Task item: Could you find each line of the data below that contains the word "green" and copy those lines?

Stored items
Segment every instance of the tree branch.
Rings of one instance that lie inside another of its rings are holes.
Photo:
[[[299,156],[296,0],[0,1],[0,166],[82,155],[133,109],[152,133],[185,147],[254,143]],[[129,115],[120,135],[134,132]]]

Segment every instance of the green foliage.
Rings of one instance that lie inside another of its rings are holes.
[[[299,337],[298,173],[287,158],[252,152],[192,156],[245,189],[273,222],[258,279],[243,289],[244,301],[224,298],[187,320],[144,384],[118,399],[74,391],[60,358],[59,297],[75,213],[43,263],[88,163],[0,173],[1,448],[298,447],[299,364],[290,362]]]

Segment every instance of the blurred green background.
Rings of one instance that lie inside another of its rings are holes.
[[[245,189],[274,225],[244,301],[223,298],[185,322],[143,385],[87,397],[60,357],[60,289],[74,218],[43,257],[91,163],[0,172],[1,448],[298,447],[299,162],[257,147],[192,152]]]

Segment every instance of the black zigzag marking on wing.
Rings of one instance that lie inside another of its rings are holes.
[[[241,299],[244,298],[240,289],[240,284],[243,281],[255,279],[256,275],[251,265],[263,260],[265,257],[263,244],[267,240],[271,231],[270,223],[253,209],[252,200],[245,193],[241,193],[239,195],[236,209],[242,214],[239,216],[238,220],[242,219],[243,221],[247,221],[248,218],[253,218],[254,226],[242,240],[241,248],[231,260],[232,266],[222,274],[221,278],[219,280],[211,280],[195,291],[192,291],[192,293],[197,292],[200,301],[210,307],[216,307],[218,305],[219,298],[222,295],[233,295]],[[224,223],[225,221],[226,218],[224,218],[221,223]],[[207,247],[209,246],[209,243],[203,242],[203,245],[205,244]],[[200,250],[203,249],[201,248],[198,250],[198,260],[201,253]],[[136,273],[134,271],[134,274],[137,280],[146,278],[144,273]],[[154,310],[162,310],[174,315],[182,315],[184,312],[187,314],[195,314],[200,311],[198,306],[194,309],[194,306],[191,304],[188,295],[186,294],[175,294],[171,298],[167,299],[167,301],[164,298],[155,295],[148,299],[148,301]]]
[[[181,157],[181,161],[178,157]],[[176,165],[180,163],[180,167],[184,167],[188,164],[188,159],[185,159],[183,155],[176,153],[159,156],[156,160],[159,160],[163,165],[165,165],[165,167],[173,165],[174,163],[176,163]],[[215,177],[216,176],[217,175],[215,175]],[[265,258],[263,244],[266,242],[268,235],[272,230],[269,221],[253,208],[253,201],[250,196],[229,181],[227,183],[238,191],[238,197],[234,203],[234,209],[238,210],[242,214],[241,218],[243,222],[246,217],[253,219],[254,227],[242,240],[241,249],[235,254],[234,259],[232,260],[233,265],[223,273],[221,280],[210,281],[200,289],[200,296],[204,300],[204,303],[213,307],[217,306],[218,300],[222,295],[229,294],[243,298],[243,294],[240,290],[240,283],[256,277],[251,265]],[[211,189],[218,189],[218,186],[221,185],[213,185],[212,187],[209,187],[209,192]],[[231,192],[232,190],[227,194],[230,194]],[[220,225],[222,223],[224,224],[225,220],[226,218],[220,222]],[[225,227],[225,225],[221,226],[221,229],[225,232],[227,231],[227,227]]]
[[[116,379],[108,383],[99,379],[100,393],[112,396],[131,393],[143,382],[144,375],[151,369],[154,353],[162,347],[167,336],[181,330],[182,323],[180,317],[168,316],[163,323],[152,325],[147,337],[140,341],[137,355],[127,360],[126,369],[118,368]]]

Answer section:
Segment every instance of the green foliage.
Segment every instance of the blurred green background.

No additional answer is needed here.